### Your instructions
Select every line of the entries below that contains the word "venus", and copy each such line.
Start Input data
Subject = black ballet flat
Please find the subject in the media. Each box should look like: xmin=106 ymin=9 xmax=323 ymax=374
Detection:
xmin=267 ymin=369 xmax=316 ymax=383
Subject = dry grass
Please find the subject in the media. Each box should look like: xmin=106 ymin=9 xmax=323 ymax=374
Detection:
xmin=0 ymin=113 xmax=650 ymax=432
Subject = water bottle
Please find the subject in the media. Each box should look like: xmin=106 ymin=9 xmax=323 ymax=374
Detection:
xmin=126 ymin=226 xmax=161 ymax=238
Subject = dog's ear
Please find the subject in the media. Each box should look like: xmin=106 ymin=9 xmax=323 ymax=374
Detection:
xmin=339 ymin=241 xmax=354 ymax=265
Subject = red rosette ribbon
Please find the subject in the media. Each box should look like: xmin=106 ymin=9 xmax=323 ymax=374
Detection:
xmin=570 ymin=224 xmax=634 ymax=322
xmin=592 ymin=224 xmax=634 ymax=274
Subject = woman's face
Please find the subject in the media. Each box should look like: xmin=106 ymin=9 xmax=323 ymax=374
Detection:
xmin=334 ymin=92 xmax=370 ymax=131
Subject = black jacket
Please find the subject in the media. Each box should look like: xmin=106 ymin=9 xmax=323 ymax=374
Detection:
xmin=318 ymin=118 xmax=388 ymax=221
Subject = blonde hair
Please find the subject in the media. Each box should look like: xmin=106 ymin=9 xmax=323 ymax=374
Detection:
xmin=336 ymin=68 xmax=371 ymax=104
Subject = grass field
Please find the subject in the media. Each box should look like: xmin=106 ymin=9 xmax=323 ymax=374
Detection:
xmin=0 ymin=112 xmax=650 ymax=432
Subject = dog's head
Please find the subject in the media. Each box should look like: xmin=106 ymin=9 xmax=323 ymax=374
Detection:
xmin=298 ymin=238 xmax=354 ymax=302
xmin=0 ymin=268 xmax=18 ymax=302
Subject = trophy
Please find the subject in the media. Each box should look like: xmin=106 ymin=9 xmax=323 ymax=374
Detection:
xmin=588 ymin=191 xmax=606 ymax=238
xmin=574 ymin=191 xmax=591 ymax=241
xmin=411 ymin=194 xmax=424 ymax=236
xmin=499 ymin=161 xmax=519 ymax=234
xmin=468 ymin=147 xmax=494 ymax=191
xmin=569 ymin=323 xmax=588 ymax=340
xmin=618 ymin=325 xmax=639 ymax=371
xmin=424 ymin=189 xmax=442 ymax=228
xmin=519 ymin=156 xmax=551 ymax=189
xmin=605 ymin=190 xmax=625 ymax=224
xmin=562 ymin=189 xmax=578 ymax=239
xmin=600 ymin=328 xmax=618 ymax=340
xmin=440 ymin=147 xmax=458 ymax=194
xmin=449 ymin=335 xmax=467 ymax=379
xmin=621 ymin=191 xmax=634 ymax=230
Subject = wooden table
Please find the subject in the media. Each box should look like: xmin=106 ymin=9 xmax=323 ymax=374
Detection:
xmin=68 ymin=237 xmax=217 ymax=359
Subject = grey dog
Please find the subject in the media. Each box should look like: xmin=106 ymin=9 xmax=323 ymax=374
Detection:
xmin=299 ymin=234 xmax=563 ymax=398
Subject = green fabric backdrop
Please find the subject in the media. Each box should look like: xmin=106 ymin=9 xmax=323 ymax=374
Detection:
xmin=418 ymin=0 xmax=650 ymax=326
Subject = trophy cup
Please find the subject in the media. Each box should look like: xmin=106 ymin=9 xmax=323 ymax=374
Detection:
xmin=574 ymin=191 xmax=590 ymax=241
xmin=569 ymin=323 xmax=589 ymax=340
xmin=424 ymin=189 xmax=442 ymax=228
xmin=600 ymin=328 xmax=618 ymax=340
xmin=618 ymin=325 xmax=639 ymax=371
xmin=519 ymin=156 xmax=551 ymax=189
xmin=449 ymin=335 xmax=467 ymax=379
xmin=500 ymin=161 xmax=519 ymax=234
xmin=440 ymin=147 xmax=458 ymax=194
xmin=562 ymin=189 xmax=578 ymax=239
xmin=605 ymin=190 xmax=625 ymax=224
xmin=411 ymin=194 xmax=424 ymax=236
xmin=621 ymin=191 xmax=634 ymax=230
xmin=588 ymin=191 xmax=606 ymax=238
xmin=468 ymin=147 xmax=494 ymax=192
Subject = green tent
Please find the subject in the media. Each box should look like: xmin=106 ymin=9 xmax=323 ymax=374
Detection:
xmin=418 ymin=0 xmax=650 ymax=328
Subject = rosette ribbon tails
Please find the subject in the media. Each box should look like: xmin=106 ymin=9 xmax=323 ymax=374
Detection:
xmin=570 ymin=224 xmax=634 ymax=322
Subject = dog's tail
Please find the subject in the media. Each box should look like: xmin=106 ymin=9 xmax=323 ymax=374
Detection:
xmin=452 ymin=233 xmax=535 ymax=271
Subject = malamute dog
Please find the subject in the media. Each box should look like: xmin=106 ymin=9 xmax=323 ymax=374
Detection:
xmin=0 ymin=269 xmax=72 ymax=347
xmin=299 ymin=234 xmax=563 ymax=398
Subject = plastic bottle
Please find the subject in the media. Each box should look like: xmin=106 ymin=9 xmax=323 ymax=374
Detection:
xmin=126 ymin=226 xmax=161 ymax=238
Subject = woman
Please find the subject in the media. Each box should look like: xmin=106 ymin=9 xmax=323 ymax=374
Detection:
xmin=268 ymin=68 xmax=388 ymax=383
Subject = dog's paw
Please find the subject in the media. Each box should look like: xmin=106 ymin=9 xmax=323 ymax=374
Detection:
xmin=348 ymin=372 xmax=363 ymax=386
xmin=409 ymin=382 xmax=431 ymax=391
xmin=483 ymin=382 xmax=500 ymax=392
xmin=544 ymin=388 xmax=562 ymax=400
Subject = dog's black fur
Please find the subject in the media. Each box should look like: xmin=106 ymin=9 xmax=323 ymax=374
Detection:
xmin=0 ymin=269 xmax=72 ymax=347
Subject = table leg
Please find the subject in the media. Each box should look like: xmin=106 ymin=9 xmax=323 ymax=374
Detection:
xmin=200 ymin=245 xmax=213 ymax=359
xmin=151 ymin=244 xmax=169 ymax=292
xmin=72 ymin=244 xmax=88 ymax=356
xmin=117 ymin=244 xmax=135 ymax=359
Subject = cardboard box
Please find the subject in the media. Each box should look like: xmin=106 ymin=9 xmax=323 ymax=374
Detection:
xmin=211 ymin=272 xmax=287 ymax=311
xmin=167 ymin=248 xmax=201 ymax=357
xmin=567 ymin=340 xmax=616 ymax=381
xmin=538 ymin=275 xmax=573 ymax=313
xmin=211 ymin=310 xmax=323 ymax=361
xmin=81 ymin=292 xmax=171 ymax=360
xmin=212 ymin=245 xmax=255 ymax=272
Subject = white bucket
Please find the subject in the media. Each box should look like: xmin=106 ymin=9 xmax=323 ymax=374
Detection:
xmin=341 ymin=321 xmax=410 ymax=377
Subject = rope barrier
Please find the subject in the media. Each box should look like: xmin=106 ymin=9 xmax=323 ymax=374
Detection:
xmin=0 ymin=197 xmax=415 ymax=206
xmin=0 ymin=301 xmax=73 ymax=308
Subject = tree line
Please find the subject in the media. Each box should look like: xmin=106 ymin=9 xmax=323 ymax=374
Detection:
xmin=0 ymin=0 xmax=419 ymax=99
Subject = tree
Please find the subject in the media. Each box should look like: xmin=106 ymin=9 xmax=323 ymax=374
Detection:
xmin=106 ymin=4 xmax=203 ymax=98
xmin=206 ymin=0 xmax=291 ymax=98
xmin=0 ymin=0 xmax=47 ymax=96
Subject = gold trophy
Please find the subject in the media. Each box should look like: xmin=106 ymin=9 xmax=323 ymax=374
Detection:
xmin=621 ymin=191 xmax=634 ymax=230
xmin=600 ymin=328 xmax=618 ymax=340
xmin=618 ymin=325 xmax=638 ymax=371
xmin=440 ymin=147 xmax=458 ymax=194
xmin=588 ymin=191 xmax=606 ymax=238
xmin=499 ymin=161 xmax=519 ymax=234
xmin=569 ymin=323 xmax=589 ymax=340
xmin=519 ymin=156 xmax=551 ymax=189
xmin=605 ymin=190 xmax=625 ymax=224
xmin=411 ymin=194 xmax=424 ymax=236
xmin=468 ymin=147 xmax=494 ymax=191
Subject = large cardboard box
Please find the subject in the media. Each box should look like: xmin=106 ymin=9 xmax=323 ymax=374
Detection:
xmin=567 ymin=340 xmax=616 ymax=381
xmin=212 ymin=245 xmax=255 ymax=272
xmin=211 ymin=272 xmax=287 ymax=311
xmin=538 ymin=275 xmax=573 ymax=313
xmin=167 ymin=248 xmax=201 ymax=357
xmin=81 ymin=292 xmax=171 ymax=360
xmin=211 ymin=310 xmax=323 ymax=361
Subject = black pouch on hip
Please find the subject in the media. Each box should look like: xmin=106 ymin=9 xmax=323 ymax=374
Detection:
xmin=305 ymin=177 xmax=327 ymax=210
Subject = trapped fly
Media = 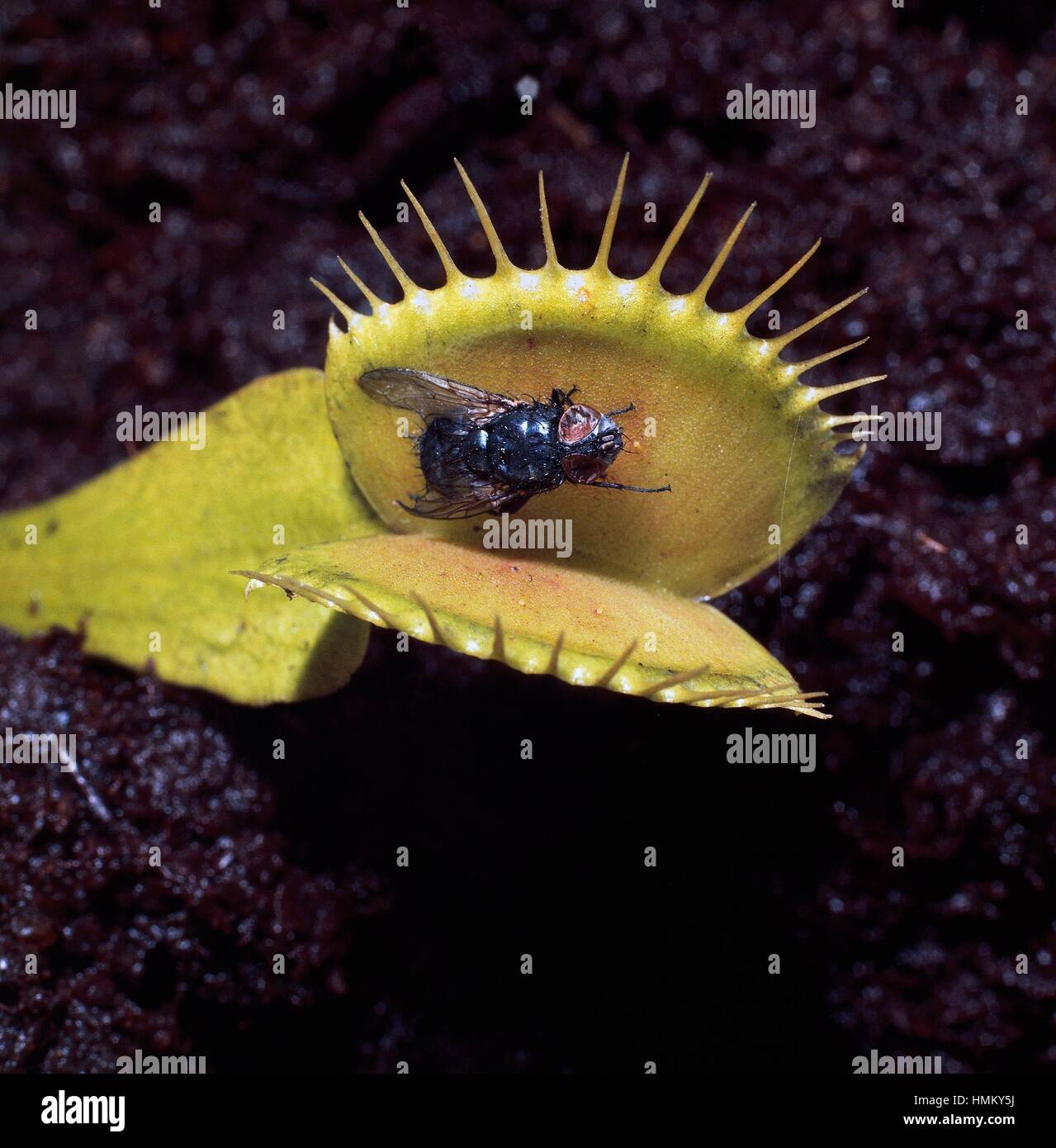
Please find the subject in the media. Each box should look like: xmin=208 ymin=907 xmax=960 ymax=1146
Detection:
End Input data
Start Input data
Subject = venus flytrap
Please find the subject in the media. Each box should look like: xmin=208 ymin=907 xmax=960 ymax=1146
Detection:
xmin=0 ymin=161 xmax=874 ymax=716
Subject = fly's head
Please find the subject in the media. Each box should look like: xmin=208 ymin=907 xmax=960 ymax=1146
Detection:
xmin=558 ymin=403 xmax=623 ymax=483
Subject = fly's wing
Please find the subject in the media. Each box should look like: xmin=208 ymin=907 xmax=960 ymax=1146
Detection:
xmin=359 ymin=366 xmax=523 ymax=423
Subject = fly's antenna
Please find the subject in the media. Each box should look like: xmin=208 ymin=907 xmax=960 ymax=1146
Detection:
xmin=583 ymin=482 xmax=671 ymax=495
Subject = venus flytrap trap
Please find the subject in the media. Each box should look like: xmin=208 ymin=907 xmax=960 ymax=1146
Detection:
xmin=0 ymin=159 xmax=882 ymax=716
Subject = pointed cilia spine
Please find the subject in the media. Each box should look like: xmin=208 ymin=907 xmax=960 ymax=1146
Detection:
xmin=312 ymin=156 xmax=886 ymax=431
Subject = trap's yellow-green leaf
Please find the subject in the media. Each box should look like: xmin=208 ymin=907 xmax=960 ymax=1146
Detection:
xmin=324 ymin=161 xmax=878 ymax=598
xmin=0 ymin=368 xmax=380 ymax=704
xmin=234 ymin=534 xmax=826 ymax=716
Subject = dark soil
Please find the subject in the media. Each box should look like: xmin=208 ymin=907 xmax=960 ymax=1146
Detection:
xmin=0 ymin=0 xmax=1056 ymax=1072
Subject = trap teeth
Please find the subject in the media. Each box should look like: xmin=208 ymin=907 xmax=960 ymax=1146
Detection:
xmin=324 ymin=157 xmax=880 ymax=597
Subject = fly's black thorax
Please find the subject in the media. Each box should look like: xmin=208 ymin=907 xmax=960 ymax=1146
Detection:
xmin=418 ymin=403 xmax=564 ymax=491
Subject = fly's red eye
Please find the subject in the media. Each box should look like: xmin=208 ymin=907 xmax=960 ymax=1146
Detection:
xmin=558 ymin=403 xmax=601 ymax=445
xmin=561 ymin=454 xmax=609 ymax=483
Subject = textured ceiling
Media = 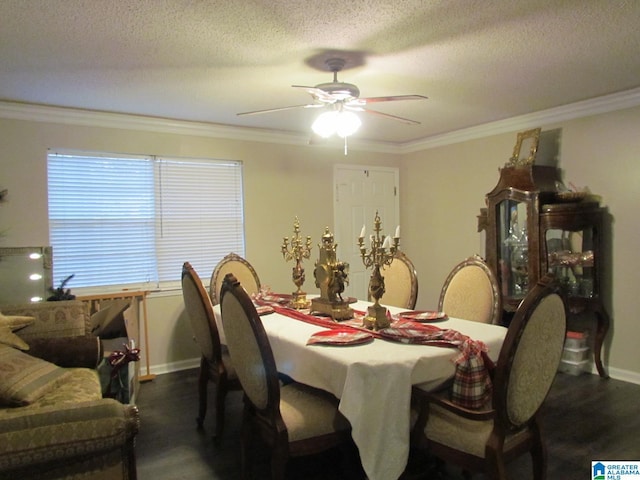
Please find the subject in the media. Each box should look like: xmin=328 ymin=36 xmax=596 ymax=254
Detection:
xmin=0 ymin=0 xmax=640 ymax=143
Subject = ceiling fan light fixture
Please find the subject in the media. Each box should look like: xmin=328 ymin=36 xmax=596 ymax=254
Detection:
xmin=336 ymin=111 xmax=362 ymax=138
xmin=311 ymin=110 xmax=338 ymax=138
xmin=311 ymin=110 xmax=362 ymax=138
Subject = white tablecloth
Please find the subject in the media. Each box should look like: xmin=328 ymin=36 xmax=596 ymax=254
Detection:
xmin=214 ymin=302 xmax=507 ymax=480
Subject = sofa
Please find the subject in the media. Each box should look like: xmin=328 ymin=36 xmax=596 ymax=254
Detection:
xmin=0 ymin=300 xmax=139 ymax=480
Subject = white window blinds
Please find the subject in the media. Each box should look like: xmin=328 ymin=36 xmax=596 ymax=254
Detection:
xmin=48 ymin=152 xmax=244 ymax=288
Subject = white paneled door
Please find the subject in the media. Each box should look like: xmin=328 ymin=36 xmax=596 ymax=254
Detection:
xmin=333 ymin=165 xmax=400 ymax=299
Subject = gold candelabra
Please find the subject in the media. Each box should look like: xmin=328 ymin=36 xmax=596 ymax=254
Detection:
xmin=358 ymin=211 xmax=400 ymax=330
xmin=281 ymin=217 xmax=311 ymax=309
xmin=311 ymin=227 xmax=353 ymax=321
End Input data
### Solution to the problem
Subject = venus flytrap
Subject = venus flytrap trap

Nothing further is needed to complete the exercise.